### [Tekst strony]
--*--

W ocenie ekspertów rynku nieruchomości ubiegły rok przyniósł spadek sprzedaży mieszkań i domów. Tak jednak nie jest, a świadczą o tym dane Ministerstwa Sprawiedliwości o liczbie aktów notarialnych dotyczących przeniesienia własności. Według resortu zawarto ich w ubiegłym roku przeszło 160,4 tys., czyli o blisko 18 proc. więcej niż rok wcześniej.
– To wynik najlepszy od czasu wybuchu kryzysu finansowego w 2008 r. W rekordowym pod tym względem roku 2007 notariusze sporządzili przeszło 186,6 tys. aktów notarialnych przenoszących własność – podkreśla ekspert portalu GetHome.pl Marek Wielgo.

--*--

### [Dane]

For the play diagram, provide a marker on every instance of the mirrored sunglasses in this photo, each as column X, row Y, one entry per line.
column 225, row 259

--*--

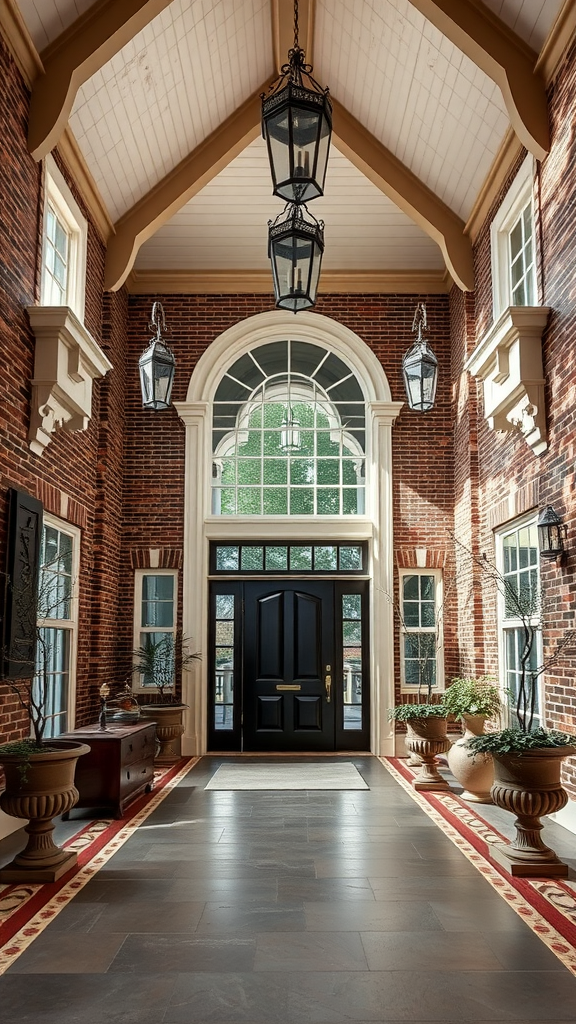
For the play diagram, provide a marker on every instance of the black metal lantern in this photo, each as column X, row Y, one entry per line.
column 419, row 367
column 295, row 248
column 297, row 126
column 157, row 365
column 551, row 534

--*--

### [Polecenia]
(A) Zacytuj z tekstu o rynku nieruchomości wszystko od słów „W ocenie ekspertów” w dół aż po słowa „niż rok wcześniej.”.
(B) Proszę wypisać wszystkie liczby zapisane cyframi w tekście o rynku nieruchomości, w kolejności ich występowania.

### [Odpowiedzi]
(A)
W ocenie ekspertów rynku nieruchomości ubiegły rok przyniósł spadek sprzedaży mieszkań i domów. Tak jednak nie jest, a świadczą o tym dane Ministerstwa Sprawiedliwości o liczbie aktów notarialnych dotyczących przeniesienia własności. Według resortu zawarto ich w ubiegłym roku przeszło 160,4 tys., czyli o blisko 18 proc. więcej niż rok wcześniej.

(B)
160,4
18
2008
2007
186,6